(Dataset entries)
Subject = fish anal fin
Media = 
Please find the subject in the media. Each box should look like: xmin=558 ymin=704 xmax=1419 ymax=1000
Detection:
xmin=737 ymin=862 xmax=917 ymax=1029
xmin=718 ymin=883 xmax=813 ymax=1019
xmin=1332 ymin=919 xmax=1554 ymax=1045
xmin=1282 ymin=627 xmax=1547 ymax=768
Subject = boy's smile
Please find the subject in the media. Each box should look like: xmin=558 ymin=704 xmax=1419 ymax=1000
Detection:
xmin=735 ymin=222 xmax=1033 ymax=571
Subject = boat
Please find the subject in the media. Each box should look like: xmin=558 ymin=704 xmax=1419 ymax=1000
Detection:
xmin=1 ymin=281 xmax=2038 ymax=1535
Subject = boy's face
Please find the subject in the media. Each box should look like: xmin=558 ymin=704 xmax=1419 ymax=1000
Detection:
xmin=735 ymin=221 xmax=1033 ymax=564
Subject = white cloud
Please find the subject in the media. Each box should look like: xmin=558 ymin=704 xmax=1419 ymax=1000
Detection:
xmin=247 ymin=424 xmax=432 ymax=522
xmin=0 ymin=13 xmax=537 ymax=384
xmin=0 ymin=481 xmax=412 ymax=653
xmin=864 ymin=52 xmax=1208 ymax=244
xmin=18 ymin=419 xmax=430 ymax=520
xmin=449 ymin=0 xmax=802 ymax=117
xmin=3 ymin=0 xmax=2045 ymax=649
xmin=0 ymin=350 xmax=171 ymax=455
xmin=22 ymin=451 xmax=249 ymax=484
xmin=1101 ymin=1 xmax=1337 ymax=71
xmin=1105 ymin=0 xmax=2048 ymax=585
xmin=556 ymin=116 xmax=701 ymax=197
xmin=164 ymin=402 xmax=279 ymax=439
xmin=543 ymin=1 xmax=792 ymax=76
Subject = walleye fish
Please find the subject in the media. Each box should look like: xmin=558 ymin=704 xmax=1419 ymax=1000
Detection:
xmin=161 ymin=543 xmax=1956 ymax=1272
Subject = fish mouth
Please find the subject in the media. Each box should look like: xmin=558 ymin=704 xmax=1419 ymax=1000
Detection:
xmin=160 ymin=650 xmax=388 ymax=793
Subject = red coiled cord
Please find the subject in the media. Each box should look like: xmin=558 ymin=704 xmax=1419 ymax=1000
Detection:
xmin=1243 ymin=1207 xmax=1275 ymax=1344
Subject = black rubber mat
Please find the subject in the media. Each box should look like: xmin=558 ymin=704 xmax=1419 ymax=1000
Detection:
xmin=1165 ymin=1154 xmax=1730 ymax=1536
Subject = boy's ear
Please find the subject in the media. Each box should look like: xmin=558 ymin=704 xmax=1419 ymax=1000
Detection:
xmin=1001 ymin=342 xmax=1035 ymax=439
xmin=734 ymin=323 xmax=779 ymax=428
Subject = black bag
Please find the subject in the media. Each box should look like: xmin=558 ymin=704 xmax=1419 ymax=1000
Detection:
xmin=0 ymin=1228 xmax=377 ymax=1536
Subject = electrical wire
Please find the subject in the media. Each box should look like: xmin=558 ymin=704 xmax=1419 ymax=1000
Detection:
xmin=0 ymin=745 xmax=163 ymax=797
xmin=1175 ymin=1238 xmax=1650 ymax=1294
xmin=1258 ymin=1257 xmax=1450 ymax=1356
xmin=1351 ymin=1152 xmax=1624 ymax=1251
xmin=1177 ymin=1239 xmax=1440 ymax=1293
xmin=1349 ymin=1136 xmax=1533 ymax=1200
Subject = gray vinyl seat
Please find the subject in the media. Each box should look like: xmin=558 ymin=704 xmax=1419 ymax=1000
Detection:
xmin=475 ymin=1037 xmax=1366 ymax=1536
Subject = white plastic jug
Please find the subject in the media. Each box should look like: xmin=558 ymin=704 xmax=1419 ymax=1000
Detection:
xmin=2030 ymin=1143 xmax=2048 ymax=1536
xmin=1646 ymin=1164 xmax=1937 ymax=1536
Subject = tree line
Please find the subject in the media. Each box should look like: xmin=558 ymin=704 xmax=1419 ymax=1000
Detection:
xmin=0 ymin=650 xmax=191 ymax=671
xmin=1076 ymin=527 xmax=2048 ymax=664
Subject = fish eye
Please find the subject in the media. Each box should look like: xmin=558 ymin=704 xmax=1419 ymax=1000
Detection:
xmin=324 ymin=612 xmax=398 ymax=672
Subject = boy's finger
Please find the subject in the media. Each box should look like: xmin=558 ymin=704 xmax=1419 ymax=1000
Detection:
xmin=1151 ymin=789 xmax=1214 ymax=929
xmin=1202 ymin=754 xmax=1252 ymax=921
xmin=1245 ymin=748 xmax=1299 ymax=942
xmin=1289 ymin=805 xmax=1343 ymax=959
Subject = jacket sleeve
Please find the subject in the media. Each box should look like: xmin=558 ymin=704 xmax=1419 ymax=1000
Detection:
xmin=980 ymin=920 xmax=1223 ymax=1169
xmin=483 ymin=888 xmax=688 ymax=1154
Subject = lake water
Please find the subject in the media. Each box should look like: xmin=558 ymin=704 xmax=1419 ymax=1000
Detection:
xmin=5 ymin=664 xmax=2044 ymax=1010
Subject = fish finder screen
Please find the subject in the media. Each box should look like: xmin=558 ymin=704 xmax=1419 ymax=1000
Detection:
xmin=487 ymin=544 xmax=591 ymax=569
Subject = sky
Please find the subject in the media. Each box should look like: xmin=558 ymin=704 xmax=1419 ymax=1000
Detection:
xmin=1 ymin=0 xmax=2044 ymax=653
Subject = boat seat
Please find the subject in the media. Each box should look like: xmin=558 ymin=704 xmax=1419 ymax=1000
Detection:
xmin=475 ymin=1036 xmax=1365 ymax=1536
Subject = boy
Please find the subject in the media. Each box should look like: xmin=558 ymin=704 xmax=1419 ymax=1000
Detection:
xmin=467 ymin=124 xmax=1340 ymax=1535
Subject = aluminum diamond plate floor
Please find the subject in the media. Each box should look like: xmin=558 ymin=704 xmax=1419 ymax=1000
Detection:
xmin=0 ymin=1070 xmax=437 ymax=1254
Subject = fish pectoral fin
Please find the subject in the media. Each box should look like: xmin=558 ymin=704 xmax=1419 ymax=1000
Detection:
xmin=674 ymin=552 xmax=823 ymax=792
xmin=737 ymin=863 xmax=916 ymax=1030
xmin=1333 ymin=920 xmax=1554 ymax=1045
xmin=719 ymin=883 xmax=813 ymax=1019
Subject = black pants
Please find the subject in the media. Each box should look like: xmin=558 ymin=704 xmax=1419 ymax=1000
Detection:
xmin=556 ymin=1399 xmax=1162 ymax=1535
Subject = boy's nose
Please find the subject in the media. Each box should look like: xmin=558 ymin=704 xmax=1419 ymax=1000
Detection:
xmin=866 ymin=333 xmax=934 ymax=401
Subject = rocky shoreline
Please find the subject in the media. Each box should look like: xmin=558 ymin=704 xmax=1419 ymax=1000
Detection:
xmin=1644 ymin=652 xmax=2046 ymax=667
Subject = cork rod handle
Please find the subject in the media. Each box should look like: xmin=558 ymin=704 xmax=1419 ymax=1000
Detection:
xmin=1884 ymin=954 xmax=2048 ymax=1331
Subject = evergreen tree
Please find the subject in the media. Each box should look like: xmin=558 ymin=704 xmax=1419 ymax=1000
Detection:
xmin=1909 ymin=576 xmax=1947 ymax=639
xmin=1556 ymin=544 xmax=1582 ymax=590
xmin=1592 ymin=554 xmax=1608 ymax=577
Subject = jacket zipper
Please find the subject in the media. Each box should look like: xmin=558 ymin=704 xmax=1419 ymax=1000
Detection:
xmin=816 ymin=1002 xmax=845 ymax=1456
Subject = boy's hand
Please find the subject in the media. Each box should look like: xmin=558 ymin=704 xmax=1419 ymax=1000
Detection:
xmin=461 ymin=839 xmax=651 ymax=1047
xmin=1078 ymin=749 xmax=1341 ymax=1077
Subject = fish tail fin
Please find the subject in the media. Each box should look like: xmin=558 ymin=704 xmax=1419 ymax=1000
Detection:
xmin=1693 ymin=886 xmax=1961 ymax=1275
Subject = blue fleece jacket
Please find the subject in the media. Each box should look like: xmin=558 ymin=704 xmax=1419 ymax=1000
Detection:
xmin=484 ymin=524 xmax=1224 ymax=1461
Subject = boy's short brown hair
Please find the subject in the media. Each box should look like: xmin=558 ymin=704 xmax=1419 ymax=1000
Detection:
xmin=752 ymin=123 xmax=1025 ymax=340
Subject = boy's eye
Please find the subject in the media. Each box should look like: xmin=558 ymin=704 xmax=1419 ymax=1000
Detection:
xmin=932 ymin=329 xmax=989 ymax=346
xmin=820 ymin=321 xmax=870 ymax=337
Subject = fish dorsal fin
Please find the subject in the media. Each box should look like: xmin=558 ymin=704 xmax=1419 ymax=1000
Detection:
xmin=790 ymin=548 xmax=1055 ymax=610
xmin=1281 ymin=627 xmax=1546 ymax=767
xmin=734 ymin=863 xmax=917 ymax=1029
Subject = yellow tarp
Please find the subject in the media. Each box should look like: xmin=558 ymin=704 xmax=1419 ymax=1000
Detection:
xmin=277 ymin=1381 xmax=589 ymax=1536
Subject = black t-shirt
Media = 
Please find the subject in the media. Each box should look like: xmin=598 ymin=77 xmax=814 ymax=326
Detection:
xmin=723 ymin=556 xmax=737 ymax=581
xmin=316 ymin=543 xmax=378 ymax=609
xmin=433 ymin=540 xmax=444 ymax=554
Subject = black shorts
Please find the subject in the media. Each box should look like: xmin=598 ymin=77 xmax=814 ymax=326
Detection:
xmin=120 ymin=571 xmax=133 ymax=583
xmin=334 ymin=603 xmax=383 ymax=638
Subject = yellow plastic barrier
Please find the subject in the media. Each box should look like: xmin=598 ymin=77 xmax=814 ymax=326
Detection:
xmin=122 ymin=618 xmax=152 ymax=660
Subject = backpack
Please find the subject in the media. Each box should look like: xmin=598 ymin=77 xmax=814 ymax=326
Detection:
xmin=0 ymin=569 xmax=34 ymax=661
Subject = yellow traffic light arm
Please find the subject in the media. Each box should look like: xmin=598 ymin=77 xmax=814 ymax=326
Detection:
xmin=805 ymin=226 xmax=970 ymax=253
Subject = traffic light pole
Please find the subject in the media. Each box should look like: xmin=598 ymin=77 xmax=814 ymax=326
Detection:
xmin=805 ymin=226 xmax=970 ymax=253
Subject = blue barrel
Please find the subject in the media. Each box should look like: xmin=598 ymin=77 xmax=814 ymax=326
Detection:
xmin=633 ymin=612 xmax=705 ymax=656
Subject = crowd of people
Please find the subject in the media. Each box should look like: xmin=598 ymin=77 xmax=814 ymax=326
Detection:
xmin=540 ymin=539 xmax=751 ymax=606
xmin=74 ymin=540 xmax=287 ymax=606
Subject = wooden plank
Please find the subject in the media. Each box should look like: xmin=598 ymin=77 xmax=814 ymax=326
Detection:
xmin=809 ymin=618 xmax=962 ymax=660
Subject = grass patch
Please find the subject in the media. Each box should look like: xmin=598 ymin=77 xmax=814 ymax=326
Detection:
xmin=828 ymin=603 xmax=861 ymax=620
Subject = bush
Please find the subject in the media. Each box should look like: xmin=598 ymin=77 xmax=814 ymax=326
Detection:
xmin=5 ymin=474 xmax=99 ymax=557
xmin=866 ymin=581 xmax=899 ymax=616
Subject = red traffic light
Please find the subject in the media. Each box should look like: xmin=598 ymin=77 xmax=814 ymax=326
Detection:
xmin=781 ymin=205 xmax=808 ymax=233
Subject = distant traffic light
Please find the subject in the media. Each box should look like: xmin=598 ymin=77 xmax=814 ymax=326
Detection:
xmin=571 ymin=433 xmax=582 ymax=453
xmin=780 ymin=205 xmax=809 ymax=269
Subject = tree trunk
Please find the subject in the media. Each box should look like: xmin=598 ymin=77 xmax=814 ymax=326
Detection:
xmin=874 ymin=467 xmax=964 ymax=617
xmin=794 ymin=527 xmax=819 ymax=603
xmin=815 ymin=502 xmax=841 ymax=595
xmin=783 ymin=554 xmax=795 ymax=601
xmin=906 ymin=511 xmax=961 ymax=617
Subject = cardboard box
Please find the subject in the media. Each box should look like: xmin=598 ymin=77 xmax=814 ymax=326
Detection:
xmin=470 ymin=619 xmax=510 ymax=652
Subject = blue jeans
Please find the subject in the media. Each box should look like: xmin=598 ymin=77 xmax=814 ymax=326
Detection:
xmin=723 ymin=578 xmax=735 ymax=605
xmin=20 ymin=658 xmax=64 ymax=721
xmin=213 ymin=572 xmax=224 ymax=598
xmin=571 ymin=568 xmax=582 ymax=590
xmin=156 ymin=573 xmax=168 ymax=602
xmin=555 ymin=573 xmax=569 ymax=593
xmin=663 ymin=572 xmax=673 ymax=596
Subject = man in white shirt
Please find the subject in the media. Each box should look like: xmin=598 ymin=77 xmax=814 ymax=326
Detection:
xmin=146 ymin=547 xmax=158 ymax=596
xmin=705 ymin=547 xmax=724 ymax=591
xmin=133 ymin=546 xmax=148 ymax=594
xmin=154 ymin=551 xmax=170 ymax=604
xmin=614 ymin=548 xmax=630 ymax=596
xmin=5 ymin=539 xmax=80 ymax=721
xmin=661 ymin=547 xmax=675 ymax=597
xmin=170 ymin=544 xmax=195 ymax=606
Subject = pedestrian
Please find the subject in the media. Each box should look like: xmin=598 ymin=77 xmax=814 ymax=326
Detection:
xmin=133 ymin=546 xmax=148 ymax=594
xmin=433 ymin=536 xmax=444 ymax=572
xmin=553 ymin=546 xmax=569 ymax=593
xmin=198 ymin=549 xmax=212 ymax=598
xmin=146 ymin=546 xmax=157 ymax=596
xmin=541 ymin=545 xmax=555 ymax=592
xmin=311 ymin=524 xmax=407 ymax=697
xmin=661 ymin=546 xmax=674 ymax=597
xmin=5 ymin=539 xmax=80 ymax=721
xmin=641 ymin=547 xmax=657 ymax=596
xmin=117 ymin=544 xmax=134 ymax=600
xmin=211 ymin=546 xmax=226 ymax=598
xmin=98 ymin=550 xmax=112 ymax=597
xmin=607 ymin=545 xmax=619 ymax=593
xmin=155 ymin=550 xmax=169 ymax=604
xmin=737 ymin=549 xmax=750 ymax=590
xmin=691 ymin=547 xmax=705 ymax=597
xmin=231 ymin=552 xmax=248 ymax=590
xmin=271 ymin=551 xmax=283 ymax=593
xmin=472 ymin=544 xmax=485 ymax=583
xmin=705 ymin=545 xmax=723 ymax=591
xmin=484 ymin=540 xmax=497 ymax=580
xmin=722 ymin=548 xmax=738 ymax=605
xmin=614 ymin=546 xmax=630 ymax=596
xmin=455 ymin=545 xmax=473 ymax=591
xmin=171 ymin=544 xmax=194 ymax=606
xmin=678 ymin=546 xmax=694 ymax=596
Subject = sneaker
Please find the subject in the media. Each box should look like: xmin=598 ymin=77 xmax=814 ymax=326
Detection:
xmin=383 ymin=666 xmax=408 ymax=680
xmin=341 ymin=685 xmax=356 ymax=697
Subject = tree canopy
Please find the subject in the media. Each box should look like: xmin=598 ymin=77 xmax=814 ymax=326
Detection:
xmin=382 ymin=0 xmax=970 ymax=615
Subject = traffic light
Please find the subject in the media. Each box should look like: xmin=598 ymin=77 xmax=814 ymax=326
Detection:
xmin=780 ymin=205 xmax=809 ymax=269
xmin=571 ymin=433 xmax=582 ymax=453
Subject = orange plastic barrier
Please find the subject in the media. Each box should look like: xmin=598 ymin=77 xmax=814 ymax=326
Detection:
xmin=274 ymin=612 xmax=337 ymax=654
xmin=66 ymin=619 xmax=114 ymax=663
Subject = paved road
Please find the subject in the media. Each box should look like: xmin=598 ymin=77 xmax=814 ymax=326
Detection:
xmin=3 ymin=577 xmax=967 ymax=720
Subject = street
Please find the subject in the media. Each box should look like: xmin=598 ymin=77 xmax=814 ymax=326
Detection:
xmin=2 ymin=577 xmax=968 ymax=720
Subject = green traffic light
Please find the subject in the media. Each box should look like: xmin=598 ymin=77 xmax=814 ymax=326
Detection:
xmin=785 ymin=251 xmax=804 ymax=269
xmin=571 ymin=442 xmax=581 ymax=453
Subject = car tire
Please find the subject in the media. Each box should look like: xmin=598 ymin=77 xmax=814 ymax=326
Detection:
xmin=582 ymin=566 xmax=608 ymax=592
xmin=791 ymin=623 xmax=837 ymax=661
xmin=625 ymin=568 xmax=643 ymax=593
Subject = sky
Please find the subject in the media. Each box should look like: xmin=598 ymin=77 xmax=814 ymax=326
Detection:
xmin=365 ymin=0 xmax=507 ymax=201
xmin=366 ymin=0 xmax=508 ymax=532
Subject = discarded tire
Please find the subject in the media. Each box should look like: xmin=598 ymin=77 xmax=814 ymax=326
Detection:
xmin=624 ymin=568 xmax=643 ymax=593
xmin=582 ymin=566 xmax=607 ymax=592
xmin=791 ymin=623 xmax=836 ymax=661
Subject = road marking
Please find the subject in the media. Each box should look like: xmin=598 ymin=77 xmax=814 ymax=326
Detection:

Your task.
Take the lines from the top of the data through the one that contains "Subject = boy's ear" and copy them exactly, leaving out every line after it.

Output.
Subject = fish anal fin
Media = 
Please find the subject in the media. Each box should look like: xmin=558 ymin=704 xmax=1419 ymax=1000
Detection:
xmin=737 ymin=862 xmax=917 ymax=1029
xmin=718 ymin=883 xmax=813 ymax=1019
xmin=1332 ymin=919 xmax=1554 ymax=1045
xmin=1282 ymin=627 xmax=1547 ymax=768
Subject = boy's smile
Please find the subject in the media. Each box should look like: xmin=558 ymin=704 xmax=1419 ymax=1000
Detection:
xmin=735 ymin=222 xmax=1033 ymax=571
Subject = boat
Please find the subject in the media. Each box should look like: xmin=558 ymin=704 xmax=1419 ymax=1000
Detection:
xmin=1 ymin=281 xmax=2038 ymax=1535
Subject = boy's face
Please find the subject in the media. Each box should look like: xmin=558 ymin=704 xmax=1419 ymax=1000
Detection:
xmin=735 ymin=221 xmax=1033 ymax=564
Subject = white cloud
Please find the subject in the media. Each box should look like: xmin=558 ymin=704 xmax=1419 ymax=1000
Detection:
xmin=247 ymin=424 xmax=432 ymax=522
xmin=0 ymin=13 xmax=537 ymax=384
xmin=0 ymin=481 xmax=412 ymax=653
xmin=864 ymin=52 xmax=1208 ymax=244
xmin=18 ymin=419 xmax=430 ymax=520
xmin=449 ymin=0 xmax=802 ymax=117
xmin=3 ymin=0 xmax=2045 ymax=649
xmin=0 ymin=350 xmax=171 ymax=455
xmin=22 ymin=451 xmax=249 ymax=484
xmin=1101 ymin=1 xmax=1337 ymax=71
xmin=1105 ymin=0 xmax=2048 ymax=585
xmin=556 ymin=116 xmax=701 ymax=197
xmin=164 ymin=402 xmax=279 ymax=439
xmin=543 ymin=1 xmax=792 ymax=76
Subject = walleye fish
Please find the subject in the media. Each box should look like: xmin=558 ymin=704 xmax=1419 ymax=1000
Detection:
xmin=161 ymin=543 xmax=1956 ymax=1272
Subject = fish mouth
Please find the subject in the media. Each box should look like: xmin=558 ymin=704 xmax=1419 ymax=1000
Detection:
xmin=160 ymin=650 xmax=388 ymax=793
Subject = red coiled cord
Please find the subject in the media. Each box should look like: xmin=558 ymin=704 xmax=1419 ymax=1000
Detection:
xmin=1243 ymin=1207 xmax=1275 ymax=1344
Subject = black rubber mat
Please find the subject in the media. Each box should look like: xmin=558 ymin=704 xmax=1419 ymax=1000
Detection:
xmin=1165 ymin=1154 xmax=1730 ymax=1536
Subject = boy's ear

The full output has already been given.